_Document_
2153. — À M. THIERIOT.
Potsdam, novembre[1].

Quoique vous paraissiez m’avoir entièrement oublié, je ne puis croire que vous m’ayez effacé de votre cœur ; vous êtes toujours dans le mien. Vous devez être un peu consolé d’avoir été remplacé par un homme tel que d’Arnand. La manière dont il s’acquittait, à Paris, de la commission dont il était honoré, devait servir à vous faire regretter ; et la manière dont il s’est conduit ici a achevé de le faire connaître. Je ne me repens point du bien que je lui ai fait, mais j’en suis bien honteux. S’il n’avait été qu’ingrat envers moi, je ne vous en parlerais pas ; je le laisserais dans la foule de ses semblables ; mais je suis obligé de vous apprendre que, par sa mauvaise conduite, il vient de forcer le roi à le chasser. Ses égarements ont commencé par la folie, et ont fini par la scélératesse.

_Données sources_
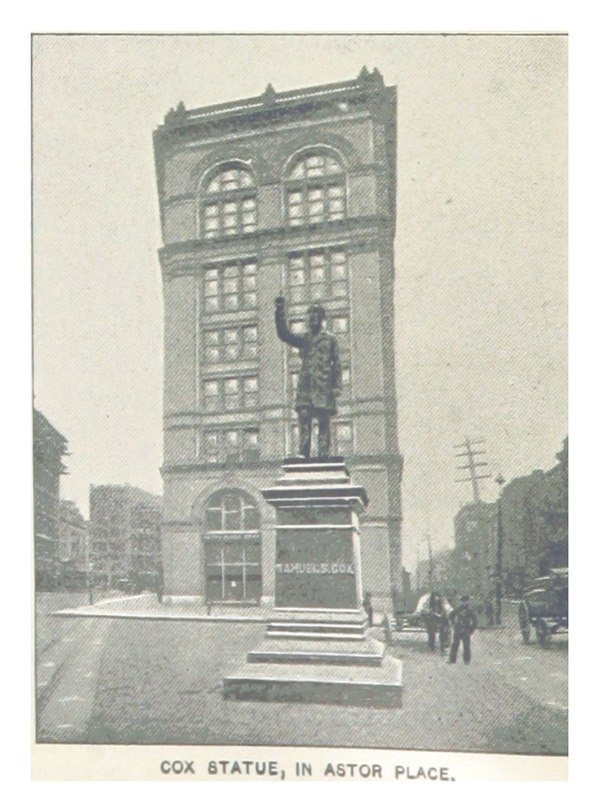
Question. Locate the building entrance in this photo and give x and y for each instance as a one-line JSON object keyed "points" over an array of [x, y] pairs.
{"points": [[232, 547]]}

_Objectif_
Recopiez fidèlement le passage de la lettre à M. Thieriot qui commence par « 2153. — À M. » et se termine par « par la scélératesse. ».

_Réponse rédigée_
2153. — À M. THIERIOT.
Potsdam, novembre[1].

Quoique vous paraissiez m’avoir entièrement oublié, je ne puis croire que vous m’ayez effacé de votre cœur ; vous êtes toujours dans le mien. Vous devez être un peu consolé d’avoir été remplacé par un homme tel que d’Arnand. La manière dont il s’acquittait, à Paris, de la commission dont il était honoré, devait servir à vous faire regretter ; et la manière dont il s’est conduit ici a achevé de le faire connaître. Je ne me repens point du bien que je lui ai fait, mais j’en suis bien honteux. S’il n’avait été qu’ingrat envers moi, je ne vous en parlerais pas ; je le laisserais dans la foule de ses semblables ; mais je suis obligé de vous apprendre que, par sa mauvaise conduite, il vient de forcer le roi à le chasser. Ses égarements ont commencé par la folie, et ont fini par la scélératesse.